» **WHAT YOU WILL DO**
A single stretch of the material below is to be transcribed exactly, starting at the line with "In this screenshot, identify the horse tail." and ending after the line with "In this screenshot, identify the horse.".

╭─ DATA EXCERPTS

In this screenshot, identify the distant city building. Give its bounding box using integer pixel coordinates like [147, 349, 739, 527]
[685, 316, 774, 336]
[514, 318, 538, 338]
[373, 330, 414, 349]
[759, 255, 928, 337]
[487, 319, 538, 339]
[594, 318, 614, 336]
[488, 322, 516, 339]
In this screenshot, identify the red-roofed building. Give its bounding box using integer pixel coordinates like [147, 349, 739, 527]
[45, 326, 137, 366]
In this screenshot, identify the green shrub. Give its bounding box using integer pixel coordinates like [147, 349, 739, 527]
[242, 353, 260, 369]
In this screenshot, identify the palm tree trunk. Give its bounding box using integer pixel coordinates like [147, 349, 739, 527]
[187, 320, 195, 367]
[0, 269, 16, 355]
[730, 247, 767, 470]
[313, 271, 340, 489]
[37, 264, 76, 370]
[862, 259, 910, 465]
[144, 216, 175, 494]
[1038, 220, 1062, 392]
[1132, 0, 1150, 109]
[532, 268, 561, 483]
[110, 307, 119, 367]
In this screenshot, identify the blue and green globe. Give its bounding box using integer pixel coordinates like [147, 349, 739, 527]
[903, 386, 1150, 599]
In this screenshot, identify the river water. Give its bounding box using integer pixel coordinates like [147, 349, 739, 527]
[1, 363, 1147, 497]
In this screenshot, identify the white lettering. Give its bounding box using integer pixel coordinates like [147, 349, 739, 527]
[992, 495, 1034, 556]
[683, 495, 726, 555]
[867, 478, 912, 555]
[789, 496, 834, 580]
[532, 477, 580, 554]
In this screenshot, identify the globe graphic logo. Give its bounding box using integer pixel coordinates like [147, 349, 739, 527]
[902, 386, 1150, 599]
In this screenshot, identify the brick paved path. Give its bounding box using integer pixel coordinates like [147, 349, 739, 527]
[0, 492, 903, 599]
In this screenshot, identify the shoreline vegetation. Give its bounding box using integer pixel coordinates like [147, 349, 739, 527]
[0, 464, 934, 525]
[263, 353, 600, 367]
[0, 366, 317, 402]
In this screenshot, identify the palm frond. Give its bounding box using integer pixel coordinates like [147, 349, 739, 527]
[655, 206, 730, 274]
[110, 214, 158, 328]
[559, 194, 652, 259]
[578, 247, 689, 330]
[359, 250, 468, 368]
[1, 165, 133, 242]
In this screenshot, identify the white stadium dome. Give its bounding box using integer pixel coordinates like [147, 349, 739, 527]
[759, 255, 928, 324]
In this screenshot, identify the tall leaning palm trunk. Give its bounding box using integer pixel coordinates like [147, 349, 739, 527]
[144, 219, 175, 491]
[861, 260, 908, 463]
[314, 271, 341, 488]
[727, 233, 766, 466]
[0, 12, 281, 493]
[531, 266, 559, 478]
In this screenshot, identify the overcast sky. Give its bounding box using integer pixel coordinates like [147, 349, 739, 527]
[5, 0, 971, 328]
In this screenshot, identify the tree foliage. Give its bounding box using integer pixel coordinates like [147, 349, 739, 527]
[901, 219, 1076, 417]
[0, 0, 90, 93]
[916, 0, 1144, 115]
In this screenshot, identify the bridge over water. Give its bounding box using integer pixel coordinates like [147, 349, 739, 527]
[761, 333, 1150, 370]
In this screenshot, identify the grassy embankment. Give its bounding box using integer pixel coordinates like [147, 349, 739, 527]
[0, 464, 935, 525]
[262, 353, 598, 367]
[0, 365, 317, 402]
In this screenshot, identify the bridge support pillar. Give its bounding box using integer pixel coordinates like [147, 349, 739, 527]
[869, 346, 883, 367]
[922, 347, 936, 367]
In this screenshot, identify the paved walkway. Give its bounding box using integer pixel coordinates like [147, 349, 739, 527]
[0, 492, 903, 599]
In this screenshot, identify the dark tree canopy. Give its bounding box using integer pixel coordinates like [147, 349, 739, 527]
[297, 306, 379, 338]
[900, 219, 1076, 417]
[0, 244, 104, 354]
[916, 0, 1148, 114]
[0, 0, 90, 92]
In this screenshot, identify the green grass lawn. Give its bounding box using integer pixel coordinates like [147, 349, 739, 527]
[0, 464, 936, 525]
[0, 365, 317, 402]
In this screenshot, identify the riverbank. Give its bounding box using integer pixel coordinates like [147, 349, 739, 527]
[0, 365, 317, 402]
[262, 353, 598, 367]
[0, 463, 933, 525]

╰─
╭─ DATA EXCERPTS

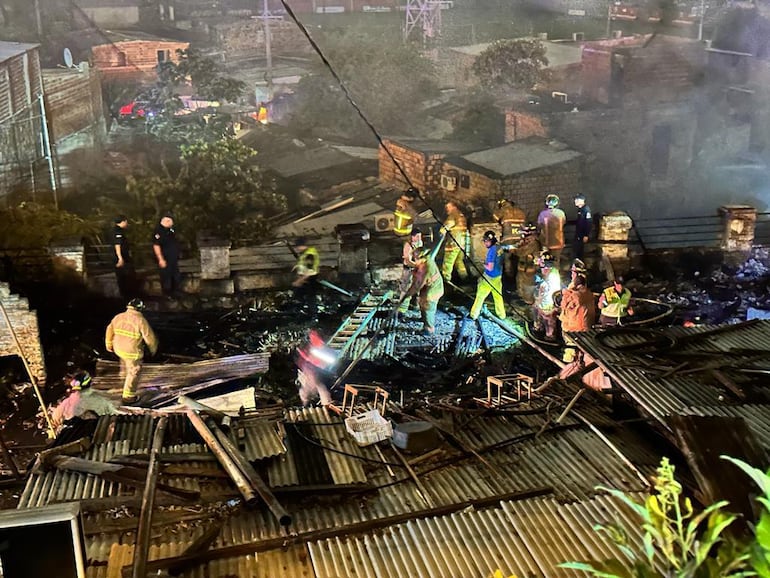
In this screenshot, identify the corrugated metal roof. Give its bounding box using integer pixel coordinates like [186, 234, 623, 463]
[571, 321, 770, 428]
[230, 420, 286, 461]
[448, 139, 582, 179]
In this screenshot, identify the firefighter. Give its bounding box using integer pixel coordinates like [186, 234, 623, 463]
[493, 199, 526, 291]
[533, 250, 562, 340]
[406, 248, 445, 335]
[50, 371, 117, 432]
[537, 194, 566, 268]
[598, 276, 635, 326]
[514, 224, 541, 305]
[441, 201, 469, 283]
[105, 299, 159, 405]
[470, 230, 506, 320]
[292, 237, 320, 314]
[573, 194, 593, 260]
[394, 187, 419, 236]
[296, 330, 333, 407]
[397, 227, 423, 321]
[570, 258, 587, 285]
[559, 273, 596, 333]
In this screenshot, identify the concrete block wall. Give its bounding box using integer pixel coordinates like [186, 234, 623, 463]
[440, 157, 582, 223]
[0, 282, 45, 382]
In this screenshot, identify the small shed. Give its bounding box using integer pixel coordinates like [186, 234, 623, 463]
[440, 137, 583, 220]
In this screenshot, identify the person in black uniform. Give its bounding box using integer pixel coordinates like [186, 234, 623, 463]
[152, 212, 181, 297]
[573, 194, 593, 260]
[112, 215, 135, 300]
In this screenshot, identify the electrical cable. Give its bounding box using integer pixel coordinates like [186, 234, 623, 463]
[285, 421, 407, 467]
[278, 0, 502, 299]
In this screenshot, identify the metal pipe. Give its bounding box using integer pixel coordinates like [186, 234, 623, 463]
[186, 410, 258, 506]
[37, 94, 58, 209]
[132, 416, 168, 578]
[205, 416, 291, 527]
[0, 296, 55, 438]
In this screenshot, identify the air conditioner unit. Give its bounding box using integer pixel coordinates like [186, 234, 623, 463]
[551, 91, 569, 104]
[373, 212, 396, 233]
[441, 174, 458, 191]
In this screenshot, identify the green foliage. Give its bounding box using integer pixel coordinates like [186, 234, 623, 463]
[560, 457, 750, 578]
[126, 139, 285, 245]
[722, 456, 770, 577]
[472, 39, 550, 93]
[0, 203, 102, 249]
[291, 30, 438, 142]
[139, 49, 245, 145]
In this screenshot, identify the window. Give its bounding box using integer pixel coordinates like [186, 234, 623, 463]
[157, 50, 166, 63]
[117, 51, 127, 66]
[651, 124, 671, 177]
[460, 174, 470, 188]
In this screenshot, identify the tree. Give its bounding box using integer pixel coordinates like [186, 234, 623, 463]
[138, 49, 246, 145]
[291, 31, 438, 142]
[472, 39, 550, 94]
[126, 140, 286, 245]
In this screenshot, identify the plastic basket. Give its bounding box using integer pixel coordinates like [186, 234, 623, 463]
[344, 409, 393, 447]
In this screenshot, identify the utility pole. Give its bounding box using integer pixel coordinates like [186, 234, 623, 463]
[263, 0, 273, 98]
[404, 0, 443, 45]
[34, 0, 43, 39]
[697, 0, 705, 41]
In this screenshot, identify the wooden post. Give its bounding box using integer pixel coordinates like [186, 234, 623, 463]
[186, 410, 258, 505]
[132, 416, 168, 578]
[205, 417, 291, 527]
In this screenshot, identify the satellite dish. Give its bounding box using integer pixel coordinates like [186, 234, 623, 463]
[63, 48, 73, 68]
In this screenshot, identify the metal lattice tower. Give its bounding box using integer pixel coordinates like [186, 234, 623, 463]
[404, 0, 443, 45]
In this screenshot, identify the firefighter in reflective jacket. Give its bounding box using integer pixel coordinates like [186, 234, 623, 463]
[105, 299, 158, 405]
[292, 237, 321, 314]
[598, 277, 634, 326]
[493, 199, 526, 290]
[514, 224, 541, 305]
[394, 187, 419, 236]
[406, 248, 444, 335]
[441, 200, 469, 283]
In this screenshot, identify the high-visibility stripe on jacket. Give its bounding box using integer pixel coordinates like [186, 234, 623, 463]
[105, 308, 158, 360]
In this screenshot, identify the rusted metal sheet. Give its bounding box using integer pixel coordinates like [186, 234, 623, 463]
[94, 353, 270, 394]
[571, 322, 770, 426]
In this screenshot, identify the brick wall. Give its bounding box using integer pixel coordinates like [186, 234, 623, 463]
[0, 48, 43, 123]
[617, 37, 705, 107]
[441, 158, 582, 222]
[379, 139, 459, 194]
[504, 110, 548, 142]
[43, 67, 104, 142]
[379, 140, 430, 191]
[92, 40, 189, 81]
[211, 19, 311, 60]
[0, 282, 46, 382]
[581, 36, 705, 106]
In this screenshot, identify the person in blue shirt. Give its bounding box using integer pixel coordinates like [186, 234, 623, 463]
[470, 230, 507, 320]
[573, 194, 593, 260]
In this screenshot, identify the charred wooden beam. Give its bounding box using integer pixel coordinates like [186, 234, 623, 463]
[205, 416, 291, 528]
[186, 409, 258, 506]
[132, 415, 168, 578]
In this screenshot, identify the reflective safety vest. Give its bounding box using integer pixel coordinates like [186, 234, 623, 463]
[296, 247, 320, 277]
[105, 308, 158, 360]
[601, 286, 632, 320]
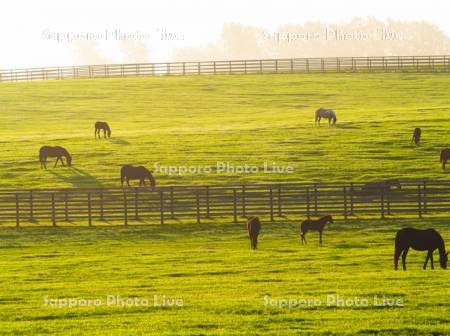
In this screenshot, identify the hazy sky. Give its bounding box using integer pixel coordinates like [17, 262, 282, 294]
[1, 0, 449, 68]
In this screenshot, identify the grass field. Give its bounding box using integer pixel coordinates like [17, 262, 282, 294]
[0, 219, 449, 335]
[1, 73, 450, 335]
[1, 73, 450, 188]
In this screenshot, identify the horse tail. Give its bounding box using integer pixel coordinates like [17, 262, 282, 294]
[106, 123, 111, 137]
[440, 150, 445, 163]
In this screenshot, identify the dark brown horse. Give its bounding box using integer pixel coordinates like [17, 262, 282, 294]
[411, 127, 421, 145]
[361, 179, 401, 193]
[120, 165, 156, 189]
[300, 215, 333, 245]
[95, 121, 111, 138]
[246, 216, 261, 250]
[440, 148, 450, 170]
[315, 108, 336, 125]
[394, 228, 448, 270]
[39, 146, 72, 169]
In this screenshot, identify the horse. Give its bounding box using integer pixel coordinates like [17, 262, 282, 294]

╰─

» **ANSWER TO THE EXERCISE**
In this screenshot, identify the horse tail. Give its bounding box using integer pixel coordinates like [17, 262, 282, 294]
[106, 123, 111, 137]
[440, 150, 445, 163]
In this screenshot, identify the dark brown horse. Give its bounding box using integer pixel coordinates like [17, 262, 282, 294]
[411, 127, 421, 145]
[361, 179, 401, 193]
[120, 165, 156, 189]
[300, 215, 333, 245]
[95, 121, 111, 138]
[246, 216, 261, 250]
[440, 148, 450, 170]
[315, 108, 336, 125]
[394, 228, 448, 270]
[39, 146, 72, 169]
In this screenshot, identify the horse. Give its bounding box using integer pixel coordinates like [17, 262, 282, 294]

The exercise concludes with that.